* _DATASET EXCERPTS_:
▽
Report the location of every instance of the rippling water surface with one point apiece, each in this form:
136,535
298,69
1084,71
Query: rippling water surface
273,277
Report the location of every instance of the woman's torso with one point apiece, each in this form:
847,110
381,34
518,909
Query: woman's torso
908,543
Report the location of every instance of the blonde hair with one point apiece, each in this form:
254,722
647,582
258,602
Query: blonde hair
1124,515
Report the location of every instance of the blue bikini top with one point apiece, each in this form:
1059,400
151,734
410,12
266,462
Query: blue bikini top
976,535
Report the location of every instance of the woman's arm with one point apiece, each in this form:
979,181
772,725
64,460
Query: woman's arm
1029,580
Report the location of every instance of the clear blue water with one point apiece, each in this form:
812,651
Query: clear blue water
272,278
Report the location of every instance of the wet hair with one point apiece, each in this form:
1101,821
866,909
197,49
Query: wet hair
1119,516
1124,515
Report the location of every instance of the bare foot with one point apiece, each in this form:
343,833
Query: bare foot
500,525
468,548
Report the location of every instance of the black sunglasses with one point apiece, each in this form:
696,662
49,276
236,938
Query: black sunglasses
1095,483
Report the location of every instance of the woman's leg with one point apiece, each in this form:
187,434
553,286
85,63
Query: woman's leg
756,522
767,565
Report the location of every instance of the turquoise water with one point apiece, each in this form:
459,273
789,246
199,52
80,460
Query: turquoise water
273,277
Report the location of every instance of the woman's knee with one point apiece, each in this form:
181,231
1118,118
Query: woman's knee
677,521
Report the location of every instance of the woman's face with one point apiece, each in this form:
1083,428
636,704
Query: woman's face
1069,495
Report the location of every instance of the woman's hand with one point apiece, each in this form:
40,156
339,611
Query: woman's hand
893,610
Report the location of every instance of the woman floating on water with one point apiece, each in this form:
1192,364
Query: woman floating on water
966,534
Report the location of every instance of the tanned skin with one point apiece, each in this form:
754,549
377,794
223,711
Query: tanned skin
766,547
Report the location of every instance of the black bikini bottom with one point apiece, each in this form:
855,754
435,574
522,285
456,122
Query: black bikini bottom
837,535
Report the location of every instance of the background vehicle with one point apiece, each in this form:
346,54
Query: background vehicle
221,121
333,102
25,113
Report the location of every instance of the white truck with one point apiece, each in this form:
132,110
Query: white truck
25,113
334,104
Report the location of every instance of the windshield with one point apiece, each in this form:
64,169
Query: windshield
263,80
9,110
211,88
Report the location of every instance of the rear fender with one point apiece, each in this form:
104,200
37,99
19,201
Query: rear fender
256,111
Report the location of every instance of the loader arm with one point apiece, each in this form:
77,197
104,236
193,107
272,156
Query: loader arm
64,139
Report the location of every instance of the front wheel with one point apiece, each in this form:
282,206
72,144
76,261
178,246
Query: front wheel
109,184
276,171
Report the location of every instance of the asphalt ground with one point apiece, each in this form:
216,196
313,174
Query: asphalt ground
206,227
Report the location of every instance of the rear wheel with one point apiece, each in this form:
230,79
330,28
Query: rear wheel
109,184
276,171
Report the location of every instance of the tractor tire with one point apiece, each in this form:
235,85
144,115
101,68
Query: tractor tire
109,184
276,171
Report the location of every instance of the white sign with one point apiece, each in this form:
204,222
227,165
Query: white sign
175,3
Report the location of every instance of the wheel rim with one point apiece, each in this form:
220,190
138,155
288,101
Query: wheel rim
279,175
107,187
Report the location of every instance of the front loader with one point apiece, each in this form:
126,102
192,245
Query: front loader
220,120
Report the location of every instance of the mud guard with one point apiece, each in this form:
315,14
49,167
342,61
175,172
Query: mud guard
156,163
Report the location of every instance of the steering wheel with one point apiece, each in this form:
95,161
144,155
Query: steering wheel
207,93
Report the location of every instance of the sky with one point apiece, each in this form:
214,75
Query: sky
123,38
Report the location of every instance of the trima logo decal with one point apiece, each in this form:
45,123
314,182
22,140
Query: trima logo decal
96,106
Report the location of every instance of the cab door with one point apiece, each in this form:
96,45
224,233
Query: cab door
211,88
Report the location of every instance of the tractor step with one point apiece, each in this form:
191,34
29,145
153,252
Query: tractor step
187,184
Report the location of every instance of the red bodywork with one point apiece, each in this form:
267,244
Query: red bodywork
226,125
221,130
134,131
△
* _PROBLEM DESCRIPTION_: Each entry needs to be copied out exactly as written.

* _EXERCISE RESPONSE_:
Report the location of every instance of the rippling water surface with one point apiece, each in this form:
136,535
298,69
1084,71
Query: rippling water surface
273,277
Report the location of every instance of the woman's torso with one point apiece, each in this form:
847,110
381,34
518,909
Query: woman's torso
908,543
Report the location of every instance of the blonde hair with one point apiece, each in this form:
254,722
647,582
258,602
Query: blonde hair
1124,515
Report the location of every instance of the blue bikini top with one point apiece, each in this form:
1059,400
151,734
410,12
266,462
Query: blue bikini top
976,535
Report the location of every instance of the woman's arm with one point apiece, each in this form:
979,181
772,725
64,460
Query: woman's arm
1029,580
Report the location of every instance of the clear blue water with one point apiece, each in this form:
812,651
Query: clear blue water
272,278
Report the location of every instance of the wet hair with one point apiece, each in this form:
1101,821
866,909
197,49
Query: wet hair
1119,516
1124,515
Report the location of every instance of the bare foot with one point apiece, each in this form:
343,833
Query: bare foot
500,525
468,548
Report the location of every instance of the black sunglasses with one point apiece, each in this form:
696,662
49,276
236,938
Query: black sunglasses
1095,483
Report the location of every instance of the woman's leg with one point apiece, each in this form:
187,434
553,286
85,63
Query: woman's leg
756,522
767,565
Report the location of every instance of the turquoise water with one point apiece, each in this form:
459,273
789,246
199,52
80,460
Query: turquoise water
273,277
Report the location of every instance of the woman's knee with one point apiece, each in this form:
181,231
1118,118
Query: woman's knee
677,521
Report the location of every instance of the woman's face with one point apiece, each in this form:
1083,428
636,704
Query: woman's face
1069,495
Report the location of every instance of the woman's hand with one point apiece, each in this form:
40,156
339,611
Query: woman's hand
893,610
Report the location of every instance of the woman floating on water with one point apiece, each in this form:
1192,364
Query: woman floating on water
966,534
Report the location of every instance of the tanned skin with one point apiece, each in this form:
754,549
377,794
223,711
Query: tanned skin
766,547
Report the location of every instance of the black bikini bottom with one point apiece, each in this form:
855,754
435,574
522,285
456,122
Query: black bikini bottom
837,535
Report the location of every instance of the background vehicle with one point apiece, each in this form:
346,54
Query: background vehicle
221,121
333,102
25,113
Report the location of every instance of the white truck with one point apiece, each in this form:
132,110
Query: white truck
25,113
334,104
Report the location of every instance of the windshield with one point apiece, each in this form:
64,169
Query: windshield
263,80
9,110
211,88
Report the location of every instance of the rear fender with one point apiece, each in this form:
104,200
37,99
19,201
Query: rear fender
256,111
Report the location of every instance of the loader arm with one point apiece, each in this form:
77,197
104,236
193,107
272,156
Query: loader arm
64,139
Report the location of every instance of the front wheel with one point apiece, each in this form:
282,206
72,144
76,261
178,246
Query: front wheel
109,184
276,171
Report the location of every instance of the asphalt ground with one point apiece, each in this form:
216,196
313,174
Query: asphalt ground
206,227
Report the location of every instance of the rear wheel with one point apiece, each in this form:
230,79
330,28
Query: rear wheel
109,184
276,171
Report the location of every instance of the tractor tire with one point apiece, each in this form:
235,85
144,115
101,68
Query: tractor tire
109,184
276,171
Report the location of every instance of the white sign with one point apiece, each in this form:
204,222
227,165
Query: white sign
175,3
Report the location of every instance of the wheel rim with one point apiece, each in this form:
220,190
138,155
288,101
Query: wheel rim
279,175
107,187
Report the location of every instance of the front loader with one point apiece, each in this form:
126,102
192,245
Query: front loader
220,120
Report the location of every instance of the mud guard with one point apiece, each in this form:
315,14
49,167
342,61
175,172
Query: mud guard
156,163
Report the location of every instance of the steering wheel with one point apiece, each in this form:
95,161
144,155
Query: steering wheel
207,93
Report the location of every instance of the sky with one point apiece, each in this form:
214,75
Query: sky
123,38
Report the location of every instance of the trima logo decal with one point apiece, each in this form:
45,123
314,182
22,140
Query: trima logo decal
96,106
Report the location of every instance of the cab door with one point apiece, each in this form:
96,45
224,233
Query: cab door
211,88
Report the location of every instance of the tractor step with one point apiece, each in this form:
191,34
29,145
153,252
Query: tractor step
187,184
Report the location of every instance of the red bodywork with one point apiece, each in this form:
267,244
Query: red bodywork
226,125
221,130
134,131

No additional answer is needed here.